Opdracht
Zet alle regels van het onderstaande materiaal om in een genummerde lijst en laat lege regels weg.

Materiaal bij oefening
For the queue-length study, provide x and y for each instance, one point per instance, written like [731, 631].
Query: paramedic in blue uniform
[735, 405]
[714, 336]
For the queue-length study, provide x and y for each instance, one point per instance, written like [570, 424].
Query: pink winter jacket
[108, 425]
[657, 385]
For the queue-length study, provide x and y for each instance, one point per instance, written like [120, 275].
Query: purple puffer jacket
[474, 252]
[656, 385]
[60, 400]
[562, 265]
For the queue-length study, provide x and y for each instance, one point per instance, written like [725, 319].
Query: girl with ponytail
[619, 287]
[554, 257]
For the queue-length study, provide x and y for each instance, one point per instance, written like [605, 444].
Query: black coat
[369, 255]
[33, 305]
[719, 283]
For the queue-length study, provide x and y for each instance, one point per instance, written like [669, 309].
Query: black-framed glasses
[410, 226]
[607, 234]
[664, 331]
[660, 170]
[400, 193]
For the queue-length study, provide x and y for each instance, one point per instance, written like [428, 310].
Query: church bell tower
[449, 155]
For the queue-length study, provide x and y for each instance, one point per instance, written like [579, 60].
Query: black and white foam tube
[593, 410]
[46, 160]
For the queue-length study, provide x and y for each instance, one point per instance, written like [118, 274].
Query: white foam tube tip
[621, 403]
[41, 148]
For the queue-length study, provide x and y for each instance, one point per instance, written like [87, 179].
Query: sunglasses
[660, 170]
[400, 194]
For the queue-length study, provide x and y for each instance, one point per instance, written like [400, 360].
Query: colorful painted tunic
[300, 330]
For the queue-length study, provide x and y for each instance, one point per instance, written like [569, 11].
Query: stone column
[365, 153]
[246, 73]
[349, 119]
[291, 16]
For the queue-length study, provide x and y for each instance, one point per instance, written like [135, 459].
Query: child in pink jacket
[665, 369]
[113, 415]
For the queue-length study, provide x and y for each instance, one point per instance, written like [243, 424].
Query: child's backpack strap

Uitgewerkt antwoord
1. For the queue-length study, provide x and y for each instance, one point per instance, written like [731, 631].
2. Query: paramedic in blue uniform
3. [735, 405]
4. [714, 336]
5. For the queue-length study, provide x and y for each instance, one point per instance, written like [570, 424].
6. Query: pink winter jacket
7. [108, 425]
8. [657, 385]
9. For the queue-length study, provide x and y for each instance, one point per instance, written like [120, 275].
10. Query: purple puffer jacket
11. [474, 252]
12. [656, 385]
13. [60, 400]
14. [562, 265]
15. For the queue-length study, provide x and y for each instance, one point per instance, written like [725, 319].
16. Query: girl with ponytail
17. [619, 287]
18. [554, 257]
19. For the queue-length study, provide x and y for each instance, one point per instance, written like [605, 444].
20. Query: black coat
21. [369, 255]
22. [33, 305]
23. [719, 283]
24. For the queue-length study, provide x and y for each instance, one point per instance, written like [669, 309].
25. Query: black-framed glasses
26. [410, 226]
27. [607, 234]
28. [664, 331]
29. [660, 170]
30. [400, 193]
31. For the queue-length study, provide x and y for each instance, one point per instance, written like [428, 310].
32. Query: church bell tower
33. [449, 155]
34. For the queue-length study, provide x and y for each instance, one point per instance, written like [579, 60].
35. Query: black and white foam tube
36. [593, 410]
37. [46, 160]
38. For the queue-length study, provide x and y for each instance, one point per instance, written like [118, 274].
39. Query: white foam tube tip
40. [621, 403]
41. [41, 148]
42. For the queue-length study, provide x and y for each instance, one point per instance, written like [87, 179].
43. Query: sunglasses
44. [660, 170]
45. [400, 194]
46. For the queue-length study, provide x and y for each instance, one point per instance, written like [400, 360].
47. Query: colorful painted tunic
48. [300, 330]
49. For the queue-length study, provide x and y for each instance, one point per instance, written like [569, 11].
50. Query: stone column
51. [365, 153]
52. [246, 73]
53. [349, 119]
54. [291, 16]
55. For the queue-length study, provide x and y for each instance, one point per instance, written like [135, 459].
56. Query: child in pink jacket
57. [665, 369]
58. [113, 415]
59. For the queue-length study, provide x and y for each instance, one point per instance, written like [243, 424].
60. Query: child's backpack strap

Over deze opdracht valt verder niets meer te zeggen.